» **AIM OF THE TASK**
Display every line of the listing below that contains the word "bridge".

» **PROVIDED RECORDS**
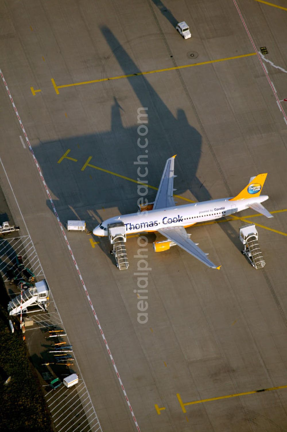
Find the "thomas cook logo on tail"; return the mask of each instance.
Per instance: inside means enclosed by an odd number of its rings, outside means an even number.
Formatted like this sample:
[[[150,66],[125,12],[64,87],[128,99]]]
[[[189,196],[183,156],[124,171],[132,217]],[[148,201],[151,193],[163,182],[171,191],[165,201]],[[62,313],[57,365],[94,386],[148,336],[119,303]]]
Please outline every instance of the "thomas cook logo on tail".
[[[253,195],[253,194],[258,194],[260,192],[262,188],[262,186],[259,183],[252,183],[249,184],[247,188],[247,192],[249,194]]]

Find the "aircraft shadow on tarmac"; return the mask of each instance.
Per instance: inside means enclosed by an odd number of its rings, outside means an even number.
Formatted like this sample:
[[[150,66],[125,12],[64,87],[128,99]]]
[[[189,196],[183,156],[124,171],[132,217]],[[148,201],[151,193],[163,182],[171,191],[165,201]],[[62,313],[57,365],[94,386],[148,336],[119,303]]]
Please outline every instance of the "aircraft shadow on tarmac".
[[[178,21],[174,18],[170,11],[168,9],[161,0],[151,0],[153,3],[158,8],[162,15],[170,22],[173,27],[175,27]]]
[[[157,3],[158,2],[155,2]],[[116,59],[125,75],[136,76],[140,73],[135,63],[109,29],[103,27],[101,31],[113,53],[110,59]],[[166,159],[177,154],[175,168],[178,176],[174,182],[177,191],[176,193],[180,194],[189,191],[195,200],[212,199],[208,190],[196,176],[202,154],[202,137],[198,131],[189,124],[184,111],[178,108],[174,116],[144,76],[132,76],[126,79],[138,98],[139,107],[148,108],[146,136],[148,139],[148,184],[158,186]],[[108,83],[107,85],[109,86]],[[108,92],[110,95],[112,90],[110,86],[108,88]],[[93,91],[92,86],[91,91]],[[137,108],[135,110],[135,126],[125,127],[122,121],[121,111],[123,113],[123,110],[120,101],[114,94],[110,96],[110,130],[62,138],[57,142],[42,143],[33,148],[48,187],[57,197],[54,199],[54,204],[64,226],[67,220],[77,219],[75,213],[80,219],[86,221],[88,229],[91,230],[103,219],[137,211],[137,201],[139,196],[136,184],[88,166],[81,172],[87,159],[91,156],[90,164],[129,178],[137,178],[139,165],[134,165],[134,162],[139,155],[145,154],[144,150],[137,144],[139,137],[137,131]],[[99,101],[96,102],[99,107]],[[69,156],[77,159],[78,162],[66,159],[60,165],[58,165],[57,161],[67,149],[70,149]],[[53,170],[50,165],[46,163],[47,155],[50,159],[51,152],[55,155]],[[59,186],[56,178],[57,175],[63,175],[62,166],[63,169],[67,169],[66,172],[68,176],[60,179],[60,182],[64,184],[65,187],[61,185]],[[156,191],[149,189],[146,195],[148,200],[154,200],[156,194]],[[176,199],[176,201],[180,200]],[[52,211],[48,200],[47,205]],[[105,209],[114,208],[114,213],[105,217],[104,212],[101,211],[104,206]],[[237,233],[229,222],[220,223],[219,226],[239,249],[240,244]],[[149,237],[150,241],[155,241],[155,235]],[[194,238],[193,239],[196,241]],[[95,238],[95,240],[99,239]],[[114,258],[110,254],[110,247],[106,239],[101,240],[98,245],[114,263]]]

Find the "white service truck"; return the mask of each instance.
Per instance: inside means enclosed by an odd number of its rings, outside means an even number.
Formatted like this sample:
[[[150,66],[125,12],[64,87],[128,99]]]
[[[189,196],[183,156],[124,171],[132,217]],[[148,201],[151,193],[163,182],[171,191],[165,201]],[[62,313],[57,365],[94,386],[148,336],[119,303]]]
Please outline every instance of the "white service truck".
[[[67,229],[68,231],[84,231],[86,224],[84,220],[68,220]]]
[[[3,222],[2,225],[0,225],[0,235],[9,234],[10,232],[14,232],[14,231],[19,231],[19,229],[20,227],[19,226],[9,225],[9,222]]]
[[[66,387],[68,388],[72,387],[79,382],[79,377],[76,374],[72,374],[72,375],[69,375],[68,377],[64,378],[63,382]]]
[[[180,35],[181,35],[184,39],[189,39],[191,38],[191,33],[189,30],[189,28],[185,21],[182,21],[181,22],[178,22],[175,26]]]

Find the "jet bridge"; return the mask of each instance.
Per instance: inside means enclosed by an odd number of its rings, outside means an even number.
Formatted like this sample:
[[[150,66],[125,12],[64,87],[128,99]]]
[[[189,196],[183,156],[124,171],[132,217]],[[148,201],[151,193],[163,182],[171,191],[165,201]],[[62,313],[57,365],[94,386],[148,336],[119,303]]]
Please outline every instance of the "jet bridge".
[[[258,232],[255,225],[249,224],[239,229],[239,238],[244,248],[242,251],[251,265],[256,270],[262,268],[265,265],[261,249],[258,242]]]
[[[127,270],[129,261],[125,244],[126,241],[126,237],[123,222],[109,224],[107,231],[110,242],[114,247],[110,253],[116,258],[117,267],[120,270]]]
[[[23,288],[25,287],[24,285]],[[21,298],[22,297],[22,298]],[[38,311],[46,311],[49,301],[49,287],[45,280],[36,282],[35,286],[26,288],[11,301],[8,305],[9,315],[19,315],[22,312],[28,312],[28,307],[37,306]],[[36,311],[33,309],[33,312]]]

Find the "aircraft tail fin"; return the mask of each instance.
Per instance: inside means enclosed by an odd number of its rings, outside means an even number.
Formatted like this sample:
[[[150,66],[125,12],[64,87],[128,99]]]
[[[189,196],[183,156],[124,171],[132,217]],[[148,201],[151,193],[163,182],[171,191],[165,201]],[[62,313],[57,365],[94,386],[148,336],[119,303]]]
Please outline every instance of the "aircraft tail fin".
[[[267,173],[265,173],[264,174],[259,174],[255,177],[251,177],[247,186],[246,186],[236,197],[230,198],[229,200],[235,201],[237,200],[244,200],[248,198],[259,197],[267,176]]]

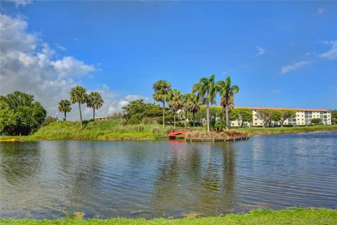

» **ANSWER TO THIS TASK**
Find the "jet bridge"; return the mask of each instance.
Please outline every instance of the "jet bridge".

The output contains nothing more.